Provided records Block Start

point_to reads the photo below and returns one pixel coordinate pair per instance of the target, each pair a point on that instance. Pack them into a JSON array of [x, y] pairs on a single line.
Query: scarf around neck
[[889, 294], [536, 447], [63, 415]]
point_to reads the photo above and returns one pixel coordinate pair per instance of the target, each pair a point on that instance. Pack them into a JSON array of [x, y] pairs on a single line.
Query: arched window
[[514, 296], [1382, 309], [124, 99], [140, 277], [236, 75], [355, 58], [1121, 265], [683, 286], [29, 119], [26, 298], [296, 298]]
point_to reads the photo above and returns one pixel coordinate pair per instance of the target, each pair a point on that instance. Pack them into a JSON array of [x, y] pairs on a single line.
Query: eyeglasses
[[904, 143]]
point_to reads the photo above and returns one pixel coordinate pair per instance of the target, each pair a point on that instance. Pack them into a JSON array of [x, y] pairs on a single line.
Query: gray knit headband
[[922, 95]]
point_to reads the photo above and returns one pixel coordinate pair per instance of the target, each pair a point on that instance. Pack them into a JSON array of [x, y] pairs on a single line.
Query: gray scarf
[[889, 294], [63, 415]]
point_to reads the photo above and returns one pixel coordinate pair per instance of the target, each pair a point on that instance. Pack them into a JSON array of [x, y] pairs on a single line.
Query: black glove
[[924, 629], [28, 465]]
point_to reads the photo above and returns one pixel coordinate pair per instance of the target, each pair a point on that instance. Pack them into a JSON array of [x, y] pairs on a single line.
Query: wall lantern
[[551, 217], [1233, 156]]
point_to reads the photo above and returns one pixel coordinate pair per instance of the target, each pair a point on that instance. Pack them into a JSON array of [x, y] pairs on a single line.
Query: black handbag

Provided records Block End

From the first line to the last, please write out the entries exactly.

point_to reads the photo below and returns one pixel coordinate pair per instance of the target, each pair a point on that instance. Pack them into a JSON array of [x, y] pairs on a single line.
Query: scarf around neck
[[889, 294], [536, 447], [63, 415]]
point_to reads the photo above and returns one pixel coordinate pair per instance of the target, each pair a point on that instance. Pack them into a JSON array of [x, y] pairs on a single line.
Query: arched window
[[514, 296], [1382, 309], [124, 99], [140, 277], [236, 75], [355, 58], [1121, 265], [683, 286], [29, 119], [26, 298], [296, 298]]
point_to reads the photo above and returns one pixel coordinate pair per instance of the target, each pair a point on that instance. Pack them into a JSON array of [x, y] pairs on a single line.
Query: eyeglasses
[[904, 143]]
point_to reads the photo above and returns one pixel coordinate pair per instance of the target, each pair a point on that instance. Pack them into a JSON array of [x, y] pairs on a single line.
Query: gray knit headband
[[922, 95]]
point_to reads the photo above and returns one pixel coordinate pair per instance of the target, each pair a point on that instance. Pack them into a JSON array of [x, y] pairs on a single line.
Query: gray scarf
[[889, 294], [63, 415]]
point_to reads the photo above and returns one pixel coordinate pair per instance of the target, each pair a point on that instance. Pack them into a JSON array of [x, y] pairs on a single line.
Query: black glove
[[924, 629], [28, 465]]
point_to reads the photo above and returns one pixel coordinate pair per instance of the target, each pair a point on that instance. Pack them into a JSON array of [x, y] pairs on a single line.
Query: wall lantern
[[551, 217], [1233, 156]]
point_to reads the photo above and returns one pixel coordinate pair per instance of the target, each pair a point on that instance. Pack them into a JSON array of [x, y] pairs on a single line.
Query: black handbag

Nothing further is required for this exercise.